╭─ SUPPLIED TEXT

The outer wall of the support section 91 being the conical plugging body surface, as shown in FIG. 15, means that outer diameters of the support section 91 gradually decrease from left to right along the radial direction, which helps the outer wall of the support section 91 abutting against the inner wall of the ball seat. As a result, the plugging body can support the ball seat from the inner wall of the ball seat and plug the internal channel of the ball seat, so that the pressure-bearing capacity of the ball seat in the well and the plugging effect of the plugging body on the ball seat are improved. Moreover, at least one circumferential groove 911 is formed in the outer wall of the support section 91, and the groove 911 is adapted to accommodate an O-ring or a rubber gasket ring 21. In this embodiment, the O-ring is taken as an example, two grooves 911 are formed in the outer wall of the support section 91, and one O-ring is disposed in each groove 911, as shown in FIG. 19. The O-ring is configured for assisting in sealing. An outer wall of the guide section 92 is a conical plugging body surface. A plugging section of the support section 91 is connected with the guide section 92, and a slope of the outer wall of the guide section 92 in its axial direction is greater than that of the outer wall of the support section 91. The guide section 92 is of the solid structure and can position the center of gravity of the plugging body at a center axis of the plugging body, so that the center of gravity of the plugging body is gathered at the guide section 92 of the plugging body. The conical guide section 92 can better resist medium resistance, and facilitates guiding of the plugging body and insertion of the plugging body into the ball seat. As a preferred embodiment, the straight barrel section 10 and the plugging section 9 is an integrated member, that is, the plugging body is an integrated member. In this embodiment, the plugging body is an integrally formed member. As being the integrally formed member, the plugging body has better integrity and higher strength, thereby improving the pressure-bearing capability of the plugging body. As such, it is convenient for the plugging body to plug the ball seat in the downhole casing, thereby improving the plugging quality of the downhole plugging system.

This embodiment provides the downhole plugging system. With reference to FIGS. 3-6 and 15-19, the downhole plugging system includes the clamping seat and the plugging body according to Embodiment 6.

The clamping seat includes the integrated collet. The integrated collet can form the seal with the inner wall of the downhole casing, and is anchored to the inner wall of the downhole casing and provided with the channel along its axial direction. The shape and size of the inner wall of the integrated collet are adapted to those of the outer wall of the support section 91 respectively.

╰─

**EXERCISE TASKS:**
a) In the passage on the downhole plugging system, how many grooves are formed in the outer wall of the support section 91 in this embodiment?
b) Carry on the passage on the downhole plugging system from its last sentence.
The records aren't needed for anything here.

╭─ DATA ROWS

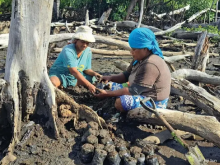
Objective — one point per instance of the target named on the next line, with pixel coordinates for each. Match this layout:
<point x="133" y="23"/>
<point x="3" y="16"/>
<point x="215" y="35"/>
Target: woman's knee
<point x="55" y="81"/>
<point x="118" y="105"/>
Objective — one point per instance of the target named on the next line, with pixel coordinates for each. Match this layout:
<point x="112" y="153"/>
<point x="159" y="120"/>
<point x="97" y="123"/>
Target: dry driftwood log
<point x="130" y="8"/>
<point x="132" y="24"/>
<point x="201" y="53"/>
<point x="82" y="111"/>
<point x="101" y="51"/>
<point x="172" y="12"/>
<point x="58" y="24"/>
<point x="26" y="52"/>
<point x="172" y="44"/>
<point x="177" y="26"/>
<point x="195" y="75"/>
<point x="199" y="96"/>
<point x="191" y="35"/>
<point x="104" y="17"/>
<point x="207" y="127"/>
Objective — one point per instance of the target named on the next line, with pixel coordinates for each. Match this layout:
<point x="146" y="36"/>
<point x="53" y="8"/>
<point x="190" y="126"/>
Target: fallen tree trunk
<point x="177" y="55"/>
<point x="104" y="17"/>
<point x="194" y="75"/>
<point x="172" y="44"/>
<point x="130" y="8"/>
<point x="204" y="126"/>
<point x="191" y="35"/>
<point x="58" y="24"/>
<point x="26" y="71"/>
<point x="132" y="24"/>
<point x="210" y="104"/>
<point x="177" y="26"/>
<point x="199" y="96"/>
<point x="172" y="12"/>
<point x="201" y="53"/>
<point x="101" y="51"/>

╰─
╭─ DATA ROWS

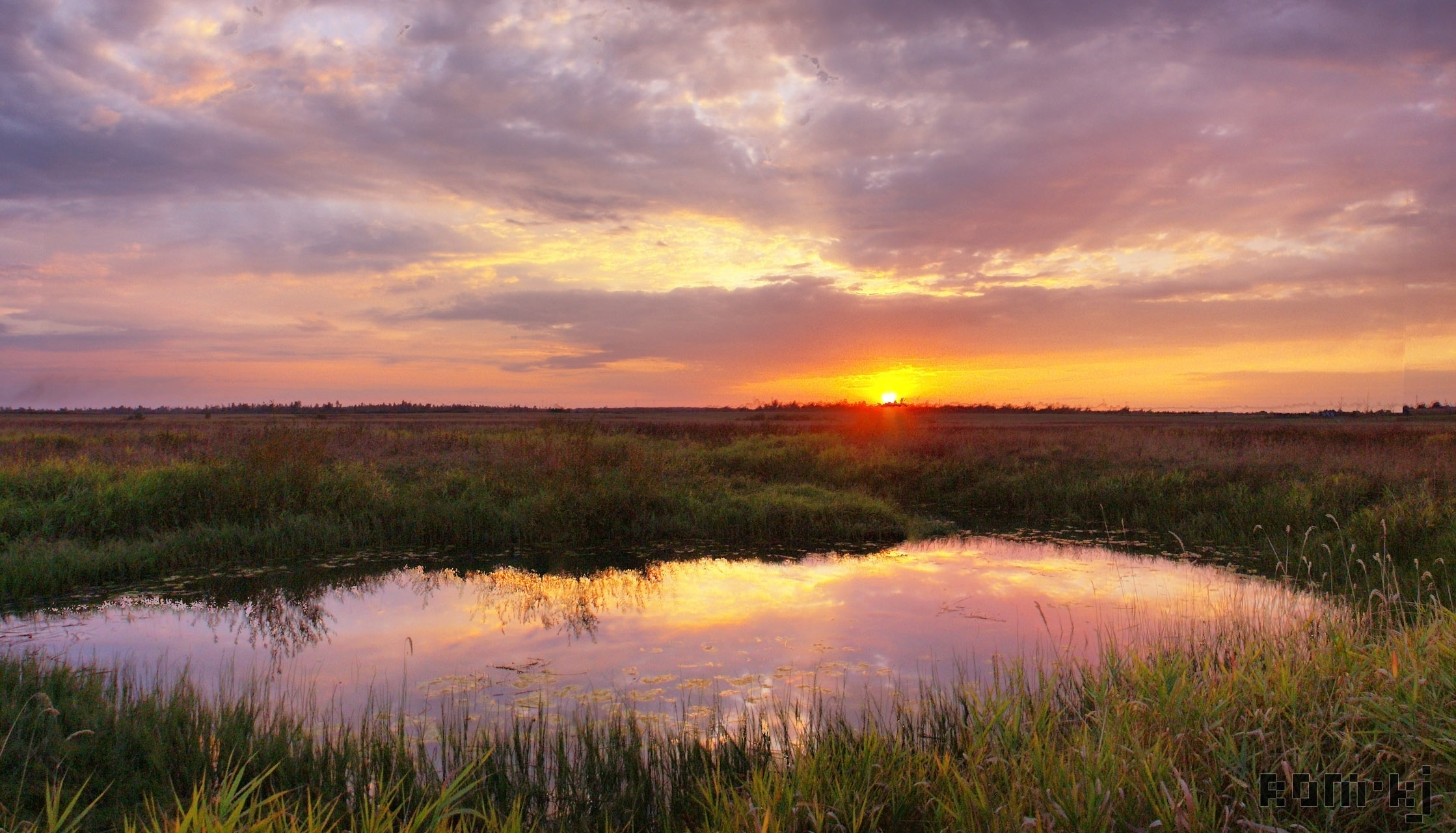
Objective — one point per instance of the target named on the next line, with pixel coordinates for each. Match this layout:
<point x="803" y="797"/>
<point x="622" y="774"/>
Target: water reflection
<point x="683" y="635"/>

╰─
╭─ DATA ROWS

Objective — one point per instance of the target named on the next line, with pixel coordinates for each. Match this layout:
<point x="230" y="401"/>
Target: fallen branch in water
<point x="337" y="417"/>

╰─

**IN RESPONSE:**
a) Two grooves.

b)
The integrated collet has both the sealing and anchoring functions, can form the seal with the inner wall of the downhole casing and at the same time anchor itself to the inner wall of the downhole casing. The inner wall of the integrated collet being the conical surface means that the inner diameter of the integrated collet gradually decreases from the first end, away from the lower joint 4, of the integrated collet to the second end thereof, which is convenient for the plugging section 9 to support and plug the integrated collet from the interior of the integrated collet. The integrated collet is the plastically deformable member which can retain its shape after being subjected to expansion deformation, instead of returning to its original shape; the inner wall of the plastically deformable member is the conical surface; and the slip teeth 32 are disposed on the outer wall of the plastically deformable member. The two ends of the plastically deformable member are squeezed via the setting tool cooperating with the lower joint 4 of the clamping seat, and the setting tool has the conical member capable of extending into the plastically deformable member for supporting, so that the plastically deformable member can be restricted to undergo outward expansion deformation radially to achieve sealing. At the same time, the slip teeth 32 anchor the integrated collet to the inner wall of the casing to achieve setting. The retrievable expansion cone as shown in FIGS. 10 and 11 may be used as the setting tool.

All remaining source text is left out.